== Provided data

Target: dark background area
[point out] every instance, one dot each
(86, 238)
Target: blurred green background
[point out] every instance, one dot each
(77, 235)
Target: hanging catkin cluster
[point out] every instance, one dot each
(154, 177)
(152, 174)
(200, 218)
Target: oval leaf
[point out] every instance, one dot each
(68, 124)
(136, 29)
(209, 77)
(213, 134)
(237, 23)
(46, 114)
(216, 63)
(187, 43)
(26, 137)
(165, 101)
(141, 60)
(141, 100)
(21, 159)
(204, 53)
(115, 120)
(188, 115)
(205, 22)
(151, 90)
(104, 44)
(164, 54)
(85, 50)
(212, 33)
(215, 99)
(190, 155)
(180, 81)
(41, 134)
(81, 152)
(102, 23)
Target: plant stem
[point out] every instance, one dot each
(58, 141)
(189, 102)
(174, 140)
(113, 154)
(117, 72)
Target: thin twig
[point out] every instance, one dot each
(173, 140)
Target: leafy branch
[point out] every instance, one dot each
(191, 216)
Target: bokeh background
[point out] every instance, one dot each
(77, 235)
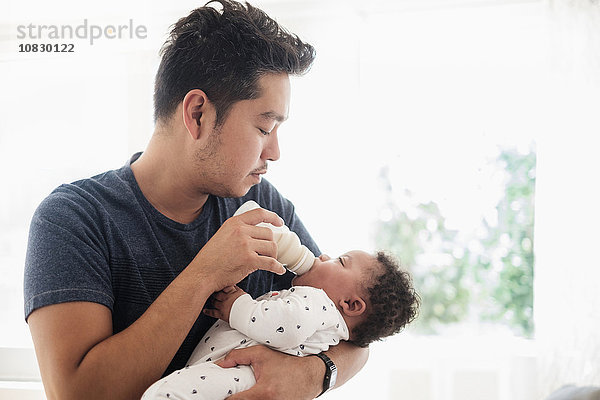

====

▶ **Problem details**: Please copy out every one of the records above word for word, leaving the pictures out of your answer.

▶ **Result of the exercise**:
Target: dark background area
[point out] every instance, one dot each
(86, 238)
Target: blurred green background
[point out] every instance, one dot each
(77, 235)
Target: hanging catkin cluster
[point out] every instance, one dot each
(154, 177)
(152, 174)
(200, 218)
Target: oval leaf
[point out] every instance, one dot each
(68, 124)
(136, 29)
(209, 77)
(213, 134)
(237, 23)
(46, 114)
(216, 63)
(187, 43)
(26, 137)
(165, 101)
(141, 60)
(141, 100)
(21, 159)
(204, 53)
(115, 120)
(188, 115)
(205, 22)
(151, 90)
(104, 44)
(164, 54)
(85, 50)
(212, 33)
(215, 99)
(190, 155)
(180, 81)
(41, 134)
(81, 152)
(102, 23)
Target: plant stem
[point out] every instance, one dot each
(58, 141)
(189, 102)
(174, 140)
(113, 154)
(117, 72)
Target: thin twig
[point out] every instance, one dot each
(173, 140)
Target: leafy branch
[point out] every instance, one dot each
(191, 216)
Target: bokeh background
[point out] every instance, one dot each
(77, 235)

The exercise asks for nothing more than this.